The exercise
Copy out the records from the line with "For sports analytics purposes, locate the broken" up to and including the line with "[374,597,433,655]", keeping the request line unchanged. Scale every bounding-box coordinate in the answers by 2, rounding to whole numbers with halves rounded up.

Stored rows

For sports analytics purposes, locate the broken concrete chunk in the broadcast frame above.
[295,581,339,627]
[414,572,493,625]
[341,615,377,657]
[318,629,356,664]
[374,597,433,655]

---

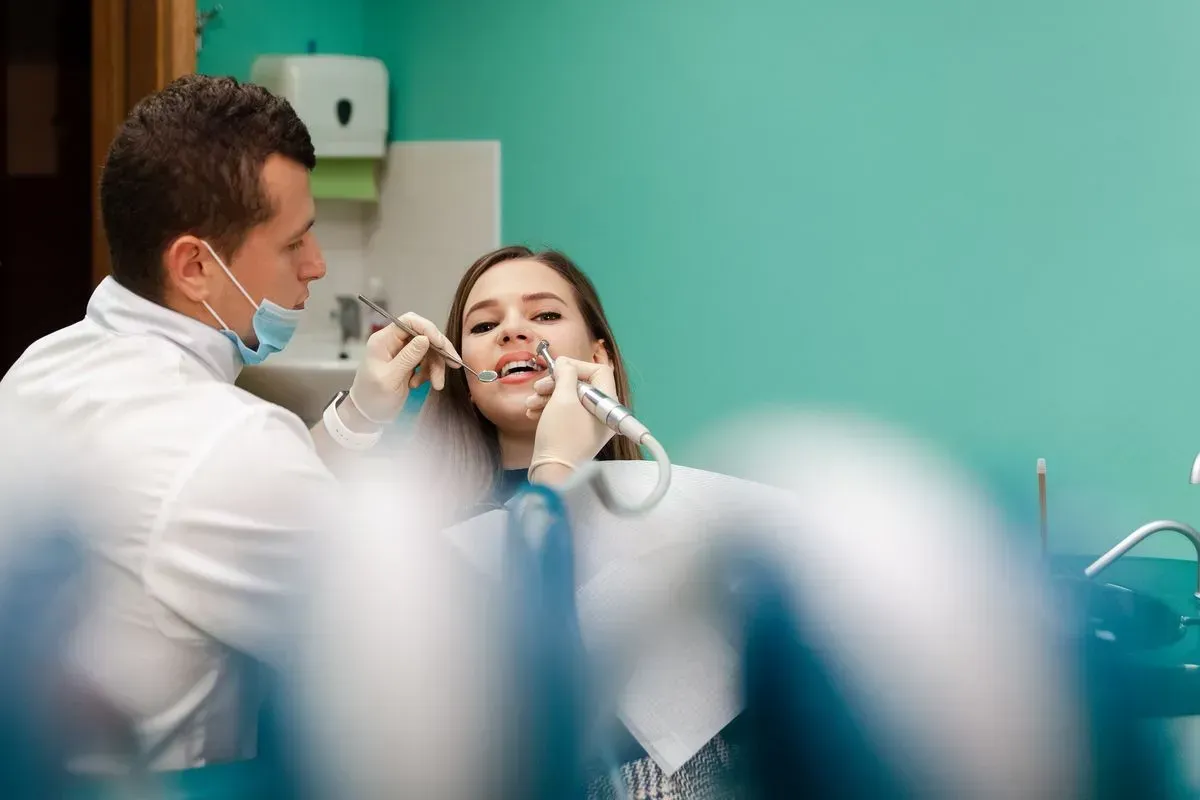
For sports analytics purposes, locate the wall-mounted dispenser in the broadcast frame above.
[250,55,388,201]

---

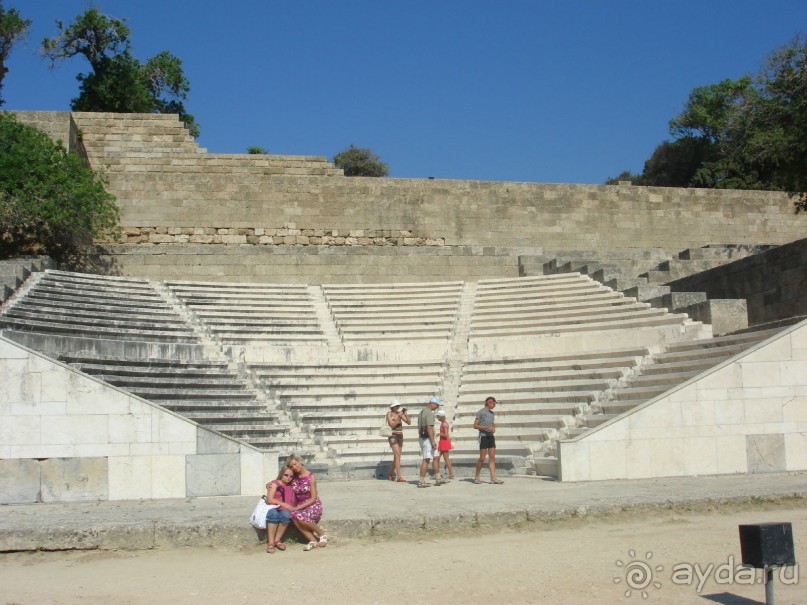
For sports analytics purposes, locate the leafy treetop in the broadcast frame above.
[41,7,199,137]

Finished exercise
For sports analytics purposes, locate the broken concrete chunk in the broadcast frame above.
[590,1162,678,1254]
[828,1144,986,1250]
[682,1230,754,1314]
[636,1258,712,1328]
[748,1194,866,1310]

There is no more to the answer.